> [Work instruction]: Could you copy every line of the data that contains "below"?

> [Exercise input]:
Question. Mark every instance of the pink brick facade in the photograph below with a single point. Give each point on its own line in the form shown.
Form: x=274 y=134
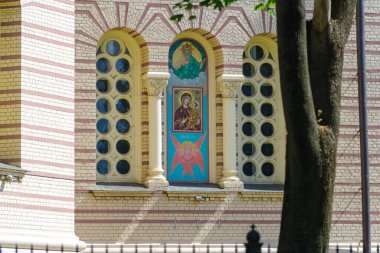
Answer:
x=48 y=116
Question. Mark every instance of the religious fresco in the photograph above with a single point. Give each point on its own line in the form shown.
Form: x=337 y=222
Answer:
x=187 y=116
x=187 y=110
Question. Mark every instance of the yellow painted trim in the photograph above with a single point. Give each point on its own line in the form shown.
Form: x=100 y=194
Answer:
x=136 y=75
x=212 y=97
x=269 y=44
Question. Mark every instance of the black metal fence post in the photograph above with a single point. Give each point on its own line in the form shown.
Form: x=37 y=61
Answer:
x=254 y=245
* * *
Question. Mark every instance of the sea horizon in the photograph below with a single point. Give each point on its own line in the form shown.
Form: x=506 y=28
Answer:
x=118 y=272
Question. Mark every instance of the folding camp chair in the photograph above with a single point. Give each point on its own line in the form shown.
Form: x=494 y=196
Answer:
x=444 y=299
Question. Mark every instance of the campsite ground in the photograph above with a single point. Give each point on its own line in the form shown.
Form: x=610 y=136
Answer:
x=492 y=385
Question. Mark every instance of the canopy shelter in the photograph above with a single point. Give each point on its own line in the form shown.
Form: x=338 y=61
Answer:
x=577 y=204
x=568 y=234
---
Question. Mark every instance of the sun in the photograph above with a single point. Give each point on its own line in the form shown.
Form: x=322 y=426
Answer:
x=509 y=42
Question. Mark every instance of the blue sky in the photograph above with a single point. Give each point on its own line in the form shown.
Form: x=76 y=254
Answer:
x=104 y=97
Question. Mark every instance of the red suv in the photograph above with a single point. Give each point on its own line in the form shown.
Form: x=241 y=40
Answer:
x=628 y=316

> [Response for this exercise]:
Question. Mark every instance of the pink brick facade in the photograph below with a single point. Give each point on its own line in the form shown.
Question. Mark every instance of the sea horizon in the photograph below with a single point. Give each point on its own line in the form shown.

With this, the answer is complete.